● Work to be completed: Recast the lines from the one containing "Q: Point to the plastic" through the end of the rows below as a Markdown table with the columns Number and Line, giving each line its number and leaving out any blank lines.
^^^^
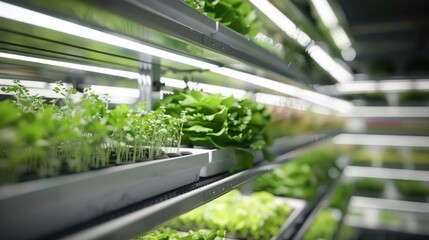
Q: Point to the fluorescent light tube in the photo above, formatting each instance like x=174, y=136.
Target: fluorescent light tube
x=329, y=64
x=386, y=173
x=389, y=204
x=381, y=140
x=107, y=71
x=389, y=112
x=208, y=88
x=337, y=71
x=275, y=15
x=19, y=14
x=325, y=13
x=307, y=95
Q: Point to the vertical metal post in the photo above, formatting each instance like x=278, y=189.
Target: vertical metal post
x=149, y=81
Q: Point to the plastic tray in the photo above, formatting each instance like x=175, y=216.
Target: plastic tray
x=39, y=208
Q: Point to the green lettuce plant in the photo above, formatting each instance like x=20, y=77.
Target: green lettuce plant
^^^^
● Response to this task:
| Number | Line |
|---|---|
| 1 | Q: Point to the plastic tray in the photo above, formatting each instance like x=175, y=216. |
| 2 | Target: plastic tray |
| 3 | x=39, y=208 |
| 4 | Q: Point to the green lettuce plant in the photo above, formatting each instance like x=20, y=77. |
| 5 | Target: green lettuce plant |